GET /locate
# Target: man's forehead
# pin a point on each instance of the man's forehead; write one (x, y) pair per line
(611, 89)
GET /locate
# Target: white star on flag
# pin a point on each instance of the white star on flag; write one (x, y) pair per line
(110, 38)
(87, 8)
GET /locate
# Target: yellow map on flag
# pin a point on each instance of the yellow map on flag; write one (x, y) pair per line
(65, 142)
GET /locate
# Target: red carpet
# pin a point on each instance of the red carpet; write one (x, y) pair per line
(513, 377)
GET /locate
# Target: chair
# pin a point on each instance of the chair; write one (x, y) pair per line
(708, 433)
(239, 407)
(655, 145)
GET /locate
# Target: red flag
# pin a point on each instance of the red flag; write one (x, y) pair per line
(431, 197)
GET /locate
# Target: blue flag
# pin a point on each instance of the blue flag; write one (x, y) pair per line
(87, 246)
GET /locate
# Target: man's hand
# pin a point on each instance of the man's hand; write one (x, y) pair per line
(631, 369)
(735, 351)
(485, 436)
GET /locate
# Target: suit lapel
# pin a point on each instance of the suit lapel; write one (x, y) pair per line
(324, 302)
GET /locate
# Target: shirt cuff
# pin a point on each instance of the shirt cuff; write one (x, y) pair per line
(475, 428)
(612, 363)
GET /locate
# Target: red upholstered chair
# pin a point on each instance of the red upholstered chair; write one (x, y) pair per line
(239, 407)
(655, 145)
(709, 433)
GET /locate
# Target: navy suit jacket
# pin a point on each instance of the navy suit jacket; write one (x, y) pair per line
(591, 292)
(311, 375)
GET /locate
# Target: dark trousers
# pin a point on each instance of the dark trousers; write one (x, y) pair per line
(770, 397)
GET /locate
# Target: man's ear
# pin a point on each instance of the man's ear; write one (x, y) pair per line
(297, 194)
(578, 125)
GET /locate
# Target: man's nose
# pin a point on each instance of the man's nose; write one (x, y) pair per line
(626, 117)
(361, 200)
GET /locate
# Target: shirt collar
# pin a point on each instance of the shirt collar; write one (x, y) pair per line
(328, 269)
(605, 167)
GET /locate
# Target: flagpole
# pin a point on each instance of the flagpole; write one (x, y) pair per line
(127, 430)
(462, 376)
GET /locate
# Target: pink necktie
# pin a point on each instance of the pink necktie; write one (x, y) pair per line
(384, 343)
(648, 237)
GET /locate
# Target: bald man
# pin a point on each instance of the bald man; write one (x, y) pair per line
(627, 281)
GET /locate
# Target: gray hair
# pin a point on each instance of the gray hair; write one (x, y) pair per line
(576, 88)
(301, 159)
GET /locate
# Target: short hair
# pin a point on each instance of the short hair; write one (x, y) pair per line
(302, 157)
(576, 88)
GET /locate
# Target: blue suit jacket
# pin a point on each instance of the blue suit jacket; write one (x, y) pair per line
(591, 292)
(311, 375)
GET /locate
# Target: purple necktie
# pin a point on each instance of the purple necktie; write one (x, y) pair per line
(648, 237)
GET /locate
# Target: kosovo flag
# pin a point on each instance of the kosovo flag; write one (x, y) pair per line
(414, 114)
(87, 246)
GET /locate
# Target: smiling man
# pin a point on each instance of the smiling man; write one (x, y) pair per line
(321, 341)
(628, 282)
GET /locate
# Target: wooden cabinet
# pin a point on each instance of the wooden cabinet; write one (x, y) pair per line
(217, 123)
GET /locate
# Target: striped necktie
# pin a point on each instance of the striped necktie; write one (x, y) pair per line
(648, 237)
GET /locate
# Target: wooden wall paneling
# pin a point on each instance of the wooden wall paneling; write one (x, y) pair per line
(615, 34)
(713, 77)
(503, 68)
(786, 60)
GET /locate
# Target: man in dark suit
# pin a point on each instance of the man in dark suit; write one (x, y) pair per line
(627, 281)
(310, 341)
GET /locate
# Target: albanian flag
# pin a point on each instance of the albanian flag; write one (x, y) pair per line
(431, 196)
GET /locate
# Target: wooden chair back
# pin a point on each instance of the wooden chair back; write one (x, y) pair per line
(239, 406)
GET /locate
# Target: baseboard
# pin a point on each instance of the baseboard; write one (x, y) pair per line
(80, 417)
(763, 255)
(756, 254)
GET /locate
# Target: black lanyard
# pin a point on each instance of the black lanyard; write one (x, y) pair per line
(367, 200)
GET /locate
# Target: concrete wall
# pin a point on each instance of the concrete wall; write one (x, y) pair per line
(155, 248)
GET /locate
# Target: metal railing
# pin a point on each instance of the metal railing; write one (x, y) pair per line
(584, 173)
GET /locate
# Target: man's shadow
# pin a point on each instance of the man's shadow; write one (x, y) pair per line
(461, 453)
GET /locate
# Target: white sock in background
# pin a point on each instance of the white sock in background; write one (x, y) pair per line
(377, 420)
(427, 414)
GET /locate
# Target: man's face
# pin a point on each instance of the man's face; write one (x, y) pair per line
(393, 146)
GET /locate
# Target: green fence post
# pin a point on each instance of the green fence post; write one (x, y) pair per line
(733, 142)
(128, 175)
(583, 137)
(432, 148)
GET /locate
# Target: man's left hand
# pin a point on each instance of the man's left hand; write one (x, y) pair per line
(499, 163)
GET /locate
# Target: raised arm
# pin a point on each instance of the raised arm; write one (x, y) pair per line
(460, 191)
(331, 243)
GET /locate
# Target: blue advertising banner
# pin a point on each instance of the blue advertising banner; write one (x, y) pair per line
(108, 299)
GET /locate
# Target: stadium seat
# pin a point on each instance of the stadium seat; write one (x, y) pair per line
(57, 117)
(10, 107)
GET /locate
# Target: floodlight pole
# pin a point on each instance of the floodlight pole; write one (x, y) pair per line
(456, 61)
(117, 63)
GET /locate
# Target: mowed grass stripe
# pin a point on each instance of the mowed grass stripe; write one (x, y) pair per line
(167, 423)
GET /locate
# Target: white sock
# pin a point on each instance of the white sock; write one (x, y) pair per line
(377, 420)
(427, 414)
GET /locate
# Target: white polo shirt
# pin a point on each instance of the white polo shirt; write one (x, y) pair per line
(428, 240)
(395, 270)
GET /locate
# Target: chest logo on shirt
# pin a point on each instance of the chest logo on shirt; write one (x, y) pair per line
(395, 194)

◆ What to work on
Extract the listing in its entirety, matching it exactly.

◆ Exercise answer
GET /locate
# Target: man's forehead
# pin a point on each instance of the man's forehead; write one (x, y) pair per line
(611, 89)
GET /locate
# Target: white star on flag
# pin a point on each instance of the white star on flag; write one (x, y) pair per line
(110, 38)
(87, 8)
GET /locate
# Target: yellow map on flag
# pin a point on each instance of the yellow map on flag; write one (x, y) pair per line
(65, 142)
GET /locate
# Target: red carpet
# pin a point on each instance of the red carpet; write one (x, y) pair per line
(513, 377)
GET /locate
# Target: chair
# pin a point on each instance of the chair; write one (x, y) pair per line
(708, 433)
(239, 407)
(655, 145)
GET /locate
# Target: red flag
# pin a point on each instance of the red flag; write one (x, y) pair per line
(431, 197)
GET /locate
# Target: blue flag
# pin a point on each instance of the blue flag; write one (x, y) pair per line
(87, 246)
GET /locate
# Target: man's hand
# pin a point on each instance of the man's hand; write one (x, y) pair per line
(631, 369)
(735, 351)
(485, 436)
GET /locate
# Target: suit lapel
# pin a point on each instance of the suit lapel; write one (x, y) pair per line
(324, 302)
GET /locate
# Target: shirt cuff
# pin a point on each instance of the shirt cuff; write one (x, y) pair per line
(475, 428)
(612, 363)
GET /locate
# Target: red upholstered chair
# pin a point on each instance of the red upholstered chair; write one (x, y) pair per line
(239, 407)
(655, 145)
(709, 433)
GET /locate
# Target: navy suit jacket
# pin a point on each instance of the navy suit jacket; write one (x, y) pair per line
(591, 292)
(311, 375)
GET /locate
# Target: dark trousers
# pin a point on each instance of the dark trousers; write one (x, y) pair per line
(770, 397)
GET /locate
# Target: man's ear
# pin a point on each instance of the man's ear; write one (x, y) pair per line
(297, 194)
(578, 125)
GET /locate
# Target: man's nose
# pin a point on each instance of the man's nose; write one (x, y) pair per line
(626, 117)
(361, 200)
GET /locate
# Target: shirt collar
# pin a point on each instance of the shirt collar; write one (x, y) pair per line
(328, 269)
(605, 167)
GET /locate
# Target: flagpole
# pin a point on each instance of the flagpole; write one (x, y) pair per line
(127, 430)
(462, 376)
GET /locate
# Target: pink necktie
# pin a point on each instance of the pink necktie; write one (x, y) pair per line
(384, 343)
(648, 237)
GET /locate
# Target: bald man
# pin a point on each instance of the bald man; write one (x, y) pair per line
(627, 281)
GET /locate
# Target: gray hair
# pin a point on each instance of the gray hair; write one (x, y) pair per line
(576, 88)
(301, 159)
GET /locate
# Target: short hair
# pin a point on each instance of the short hair; write one (x, y) pair per line
(302, 157)
(576, 88)
GET /locate
# Target: blue suit jacket
# pin a point on each instance of the blue suit jacket; write one (x, y) pair per line
(591, 292)
(311, 375)
GET /locate
# Target: purple necktie
# pin a point on each instance of the purple necktie; write one (x, y) pair per line
(648, 237)
GET /locate
# Target: kosovo flag
# pin a point on each instance of the kosovo flag; write one (x, y) pair per line
(414, 114)
(87, 246)
GET /locate
# Target: smiling man
# pin a point on each instance of the smiling man; write one (x, y) pair per line
(321, 341)
(628, 282)
GET /locate
# Target: wooden cabinet
# pin a point on each instance of the wooden cabinet; write one (x, y) pair per line
(217, 123)
GET /locate
# Target: striped necktie
# pin a point on each instance of the striped necktie; write one (x, y) pair per line
(648, 237)
GET /locate
# Target: wooden wall paneling
# pin a point on each instance of the wooden wall paneling; write one (x, y) pair per line
(615, 34)
(713, 77)
(503, 68)
(786, 60)
GET /locate
# Target: man in dark suit
# pin a point on each instance of the man in dark suit; write one (x, y) pair per line
(627, 281)
(310, 341)
GET /locate
# Target: albanian flag
# pin a point on each instance of the albanian flag; write one (x, y) pair per line
(431, 196)
GET /locate
# Target: wooden chair back
# pin a point on each instance of the wooden chair back; write one (x, y) pair per line
(239, 406)
GET /locate
# Target: baseboard
# pin a point on each instance of the baseboard; write one (x, y) pair per line
(80, 417)
(763, 255)
(756, 254)
GET /locate
# Target: black lanyard
# pin a point on each instance of the black lanyard; write one (x, y) pair per line
(367, 200)
GET /locate
# Target: concrete wall
# pin a point on each instance of the concrete wall; write one (x, y) pair per line
(155, 248)
GET /locate
# Target: metal railing
# pin a point on each instance of the metal railing; write one (x, y) pair per line
(584, 173)
GET /locate
# Target: man's shadow
# pin a point on each instance of the man's shadow; write one (x, y) pair per line
(461, 453)
GET /locate
# Target: white sock in background
# pin a point on each instance of the white sock in background; write one (x, y) pair per line
(377, 420)
(427, 414)
GET /locate
# Target: man's face
# pin a point on each instance of the man's face; write one (x, y) pair per line
(393, 146)
GET /locate
# Target: green fence post
# pin a point on each instance of the green fence post; write one (x, y) pair per line
(733, 142)
(128, 175)
(583, 137)
(432, 148)
GET /locate
# Target: man's left hand
# pin a point on each instance of the man's left hand; write one (x, y) pair per line
(499, 163)
GET /locate
# Target: raised arm
# pin a point on each instance of the raised arm; write one (x, y) pair per line
(460, 191)
(331, 243)
GET /locate
# Target: blue advertising banner
# pin a point on each instance of the blue advertising banner; write one (x, y) pair per line
(108, 299)
GET /locate
# Target: stadium seat
# pin a point on each instance of the stadium seat; write one (x, y) pair per line
(57, 117)
(10, 107)
GET /locate
# Target: floodlight pole
# pin a point on each instance of the floodlight pole; write one (x, y) pair per line
(456, 61)
(117, 63)
GET /locate
# Target: mowed grass stripe
# pin a point on each instance of the mowed grass stripe; write one (x, y) pair per line
(167, 423)
GET /locate
# Target: white sock
# pin a point on each instance of the white sock; write one (x, y) pair per line
(377, 420)
(427, 414)
GET /locate
# Target: white polo shirt
# pin a point on each instance of the white polo shirt; write one (x, y) pair per line
(428, 240)
(395, 270)
GET /locate
# Target: chest logo on shirt
# pin a point on each instance of the chest logo on shirt; write one (x, y) pair per line
(395, 194)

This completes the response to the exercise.